_To be done_
1 > Using the page on Python and NumPy, decide whether each statement agrees with it: (a) the writer has used VS Code for Python development; (b) concepts from NumPy show up in Pandas; (c) in (-1, 3), the 3 sets the group size. Answer yes or no for each and quote the deciding words.
2 > Rewrite the stretch of the page on Python and NumPy from "This is just" through "we express that?", substituting "values" for "numbers".
Start Page text
When you are developing in a programming language, it is helpful to write code in a program that can check for syntax errors, and that can quickly navigate through large amounts of code (large "code bases"). These programs that help you write code are called Integrated Development Environments, and the following are two of the most popular IDEs:

TOP DEVELOPMENT ENVIRONMENTS FOR PYTHON

PyCharm: White Owl Education has a free tutorial on how to set up Pycharm on your laptop .
Visual Studio Code: This is a lightweight integrated development environment. As a side note, colleagues of mine swear by VS Code for Python development, but I have only used VS code for React, JavaScript, and TypeScript development.

HOW MUCH PYTHON DO YOU NEED TO KNOW TO MASTER DATA ENGINEERING?

On this journey to becoming a data engineer, you need to master the basics of Python. How do you do this? Do a technique and then do that same technique again and again until it becomes intuitive. This is critical because as you start use Python to stream in data or to “do artificial intelligence,” you don't want to worry about very basic Python syntax mistakes.

So what do you need to know? You should be able to do the following in your sleep.

Creation of a function
Create a Python Class
Understand control flow using ‘if’ and ‘for’
Debugging with a logger
Reading and writing from a file
Creation of a Python module
Create a basic unit test
You should be able to use the requests package to pull data from an API.

Step 4: Learn the Basics of NumPy

As you start to analyze more and more data, you may start to group things together, you may covert these things into numbers (operate with numbers), and eventually you may start to apply math operations to these groups in order to make predictions about data. Pretty cool, right?

NumPy is a python package that efficiently helps you to make these changes. In addition, concepts from NumPy can be seen in a data analysis package called Pandas. Concepts from NumPy are also seen in a machine learning, and specifically they are seen in a machine learning framework from Google called TensorFlow. Long story short – if you are planning to do data analysis or machine learning, then sooner or later you will need to learn NumPy.

Let's look at example of NumPy to make things more concrete.

NumPy Example

In Python, this is a list:

a_list = [0, 1, 2, 3, 4, 5]

This is just a list with 6 numbers (0 to 5). Here is the same code using NumPy:

import numpy as np
nd_array = np.arange(6)

This NumPy array ( "nd_array") also contains 6 numbers.


>>> nd_array
array([0, 1, 2, 3, 4, 5])

What if we now wanted take these numbers and put them in two groups of 3? How could we express that?
With NumPy, we only need the following line of code:


>>> B = np.reshape(nd_array, (-1, 3))
>>> B
array([[0, 1, 2],
       [3, 4, 5]])

Let's break down this one line of code down into steps:

STEP 1: We're going to use the NumPy package (“np”)
STEP 2: Use a function within that package called reshape.
STEP 3: We're going to reshape the array, and we're going to put it into different groups ("dimensions").

The (-1, 3) means to use "as many groups as possible" (the -1) where the group size is 3.

BEST BOOKS AND RESOURCES ON NUMPY

When you are starting out, you need to be able to do the following with NumPy

Installation of Numpy
Understand how to determine the shape and size of an array
Understand how to index and slice an array

The following resources can help with this:

NumPy Installation documentation - This is another reference which gives a different approach on how to install NumPy.
End Page text
Start Stored rows
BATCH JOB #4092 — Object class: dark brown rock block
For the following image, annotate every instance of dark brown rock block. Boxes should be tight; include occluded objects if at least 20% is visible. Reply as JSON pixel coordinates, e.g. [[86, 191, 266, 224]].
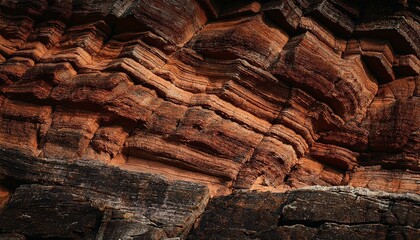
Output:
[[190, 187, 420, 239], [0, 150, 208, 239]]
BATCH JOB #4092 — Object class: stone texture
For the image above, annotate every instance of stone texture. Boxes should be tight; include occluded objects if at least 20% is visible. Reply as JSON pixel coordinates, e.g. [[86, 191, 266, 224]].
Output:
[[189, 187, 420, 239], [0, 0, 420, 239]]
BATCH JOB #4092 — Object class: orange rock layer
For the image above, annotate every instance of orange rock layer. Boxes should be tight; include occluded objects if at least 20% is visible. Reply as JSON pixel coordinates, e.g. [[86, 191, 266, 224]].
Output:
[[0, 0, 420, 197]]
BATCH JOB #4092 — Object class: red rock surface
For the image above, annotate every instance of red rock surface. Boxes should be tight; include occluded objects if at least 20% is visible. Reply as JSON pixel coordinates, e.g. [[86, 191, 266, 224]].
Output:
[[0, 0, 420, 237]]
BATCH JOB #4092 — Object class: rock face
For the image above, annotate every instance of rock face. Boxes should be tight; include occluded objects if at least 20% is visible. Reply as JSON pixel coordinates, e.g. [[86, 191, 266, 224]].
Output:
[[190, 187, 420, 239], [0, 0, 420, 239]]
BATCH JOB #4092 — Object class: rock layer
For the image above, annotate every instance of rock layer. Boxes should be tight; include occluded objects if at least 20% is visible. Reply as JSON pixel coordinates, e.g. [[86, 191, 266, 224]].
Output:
End Stored rows
Start Stored rows
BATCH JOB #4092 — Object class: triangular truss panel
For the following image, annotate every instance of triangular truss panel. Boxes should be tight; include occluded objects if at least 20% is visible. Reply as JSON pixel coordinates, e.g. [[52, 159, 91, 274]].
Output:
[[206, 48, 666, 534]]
End Stored rows
_Answers by task_
1 >
(a) No: "but I have only used VS code for React, JavaScript, and TypeScript development"
(b) Yes: "concepts from NumPy can be seen in a data analysis package called Pandas"
(c) Yes: "where the group size is 3"

2 >
This is just a list with 6 values (0 to 5). Here is the same code using NumPy:

import numpy as np
nd_array = np.arange(6)

This NumPy array ( "nd_array") also contains 6 values.


>>> nd_array
array([0, 1, 2, 3, 4, 5])

What if we now wanted take these values and put them in two groups of 3? How could we express that?